→ Task requirements
Give the records from their start through the line containing "[[219,50],[214,50],[214,53],[216,57],[219,54]]" as a JSON list of strings, one string per line, with blank lines and pictures left out.

# START OF Records for this task

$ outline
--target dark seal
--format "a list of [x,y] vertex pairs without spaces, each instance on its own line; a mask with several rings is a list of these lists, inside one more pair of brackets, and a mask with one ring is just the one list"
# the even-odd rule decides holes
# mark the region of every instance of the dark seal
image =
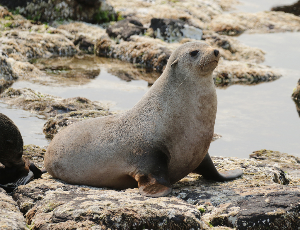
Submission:
[[19,185],[40,177],[43,172],[23,156],[23,142],[18,127],[0,113],[0,188],[12,192]]

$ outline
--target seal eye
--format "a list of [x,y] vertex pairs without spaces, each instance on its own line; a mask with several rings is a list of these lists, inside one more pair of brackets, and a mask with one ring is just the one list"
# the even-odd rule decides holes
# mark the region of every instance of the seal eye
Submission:
[[190,52],[190,55],[192,56],[193,57],[194,57],[195,56],[197,55],[197,54],[198,53],[198,52],[199,52],[199,50],[195,50],[195,51],[192,51]]

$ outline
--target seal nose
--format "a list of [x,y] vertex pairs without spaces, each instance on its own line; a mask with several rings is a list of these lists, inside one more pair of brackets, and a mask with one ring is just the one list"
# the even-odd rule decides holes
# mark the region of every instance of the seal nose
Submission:
[[219,50],[214,50],[214,53],[216,57],[219,54]]

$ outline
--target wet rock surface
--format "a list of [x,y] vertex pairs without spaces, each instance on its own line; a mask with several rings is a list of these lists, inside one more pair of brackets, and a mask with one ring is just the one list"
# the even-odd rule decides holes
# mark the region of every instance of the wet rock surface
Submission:
[[50,117],[44,125],[43,131],[47,137],[52,138],[64,127],[86,119],[111,115],[112,113],[104,110],[77,110],[56,115]]
[[27,230],[25,218],[12,197],[0,188],[0,229]]
[[272,11],[283,11],[290,13],[295,15],[300,15],[300,1],[289,5],[280,6],[274,7],[271,10]]
[[0,98],[8,104],[47,116],[81,109],[104,110],[105,107],[104,103],[83,97],[65,99],[27,88],[9,88]]
[[294,92],[292,95],[292,98],[296,104],[296,108],[300,117],[300,79],[294,89]]
[[169,42],[179,42],[184,38],[201,40],[203,34],[201,29],[178,19],[152,18],[149,29],[148,32],[153,33],[150,36]]
[[[26,157],[41,167],[45,151],[24,147]],[[10,194],[17,206],[0,191],[5,198],[1,208],[13,205],[9,221],[15,219],[21,226],[26,221],[25,227],[35,229],[295,229],[299,224],[300,178],[289,172],[291,167],[285,163],[298,168],[300,161],[265,150],[251,156],[213,157],[219,171],[239,168],[244,174],[222,183],[191,173],[172,185],[170,195],[158,198],[142,196],[137,189],[70,185],[46,173]],[[281,168],[272,165],[274,162]],[[16,215],[20,218],[13,219]]]
[[[12,14],[0,6],[2,35],[0,49],[3,55],[11,58],[9,62],[13,64],[13,72],[10,74],[10,78],[13,74],[22,79],[37,78],[43,74],[47,75],[49,70],[50,72],[52,71],[50,73],[56,70],[51,67],[36,68],[35,60],[37,58],[74,56],[87,53],[132,63],[137,70],[133,71],[134,67],[132,67],[125,71],[128,72],[118,70],[113,72],[113,68],[110,71],[126,80],[146,78],[149,84],[152,84],[158,77],[155,74],[160,73],[163,71],[168,59],[177,47],[185,42],[199,40],[202,36],[202,41],[219,50],[225,60],[246,62],[237,64],[231,61],[223,62],[223,64],[220,62],[219,67],[222,71],[219,73],[216,71],[214,74],[218,85],[255,83],[275,80],[280,76],[268,67],[254,68],[253,62],[258,64],[263,61],[263,51],[245,46],[227,35],[231,34],[230,31],[235,31],[235,34],[251,30],[253,32],[297,31],[300,28],[298,17],[282,12],[224,14],[223,9],[230,8],[232,4],[236,2],[224,1],[217,2],[212,0],[200,2],[190,0],[185,3],[157,1],[150,3],[137,0],[130,2],[114,1],[110,4],[120,12],[119,19],[123,18],[121,16],[125,19],[100,26],[70,20],[56,20],[48,24],[41,24],[26,19],[20,14]],[[98,2],[80,1],[77,4],[84,4],[90,7]],[[32,3],[28,3],[28,5]],[[192,5],[193,7],[190,6]],[[183,8],[185,11],[183,11]],[[227,21],[237,23],[237,27],[240,28],[234,29],[236,26]],[[222,23],[225,23],[226,26],[231,26],[232,29],[222,29]],[[170,26],[173,29],[174,26],[180,27],[178,31],[180,32],[172,35],[169,32]],[[186,30],[188,27],[189,29],[193,28],[193,32],[191,34],[185,32],[184,34],[182,29]],[[164,28],[165,29],[163,30],[163,32],[161,30]],[[158,36],[158,29],[160,35]],[[196,38],[194,36],[195,29],[199,32],[196,33],[198,35]],[[175,31],[173,29],[171,30]],[[222,33],[225,35],[220,34]],[[114,38],[112,39],[110,36]],[[159,37],[168,42],[151,36]],[[144,77],[144,73],[147,72],[154,73],[152,79],[152,77]],[[92,75],[95,76],[96,73],[95,72]],[[84,74],[80,77],[84,78],[91,74]],[[12,83],[5,80],[1,80],[2,88],[8,87]]]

# END OF Records for this task

→ Exercise result
[
  "$ outline",
  "--target dark seal",
  "--format \"a list of [x,y] vertex pairs without spaces, each instance on its own line; a mask with several rings is a list of these lists, inside one more pair of brackets, and a mask with one ring is just the one list\"",
  "# the even-odd rule decides holes",
  "# mark the region of every instance of the dark seal",
  "image =",
  "Submission:",
  "[[19,185],[40,177],[43,172],[23,156],[23,142],[18,127],[0,113],[0,188],[12,192]]",
  "$ outline",
  "--target seal eye",
  "--format \"a list of [x,y] vertex pairs without spaces, each instance on its own line; a mask with several rings is a list of these lists, inside one more pair of brackets, and a mask with one ring is just the one list\"",
  "# the even-odd rule decides holes",
  "# mark the region of every instance of the seal eye",
  "Submission:",
  "[[190,52],[190,55],[192,56],[193,57],[194,57],[195,56],[197,55],[197,54],[198,53],[198,52],[199,52],[199,50],[195,50],[195,51],[192,51]]",
  "$ outline",
  "--target seal nose",
  "--format \"a list of [x,y] vertex pairs without spaces, each instance on its own line; a mask with several rings is a list of these lists, inside one more pair of brackets, and a mask with one ring is just the one list\"",
  "# the even-odd rule decides holes",
  "# mark the region of every instance of the seal nose",
  "Submission:",
  "[[219,50],[214,50],[214,53],[216,57],[219,54]]"
]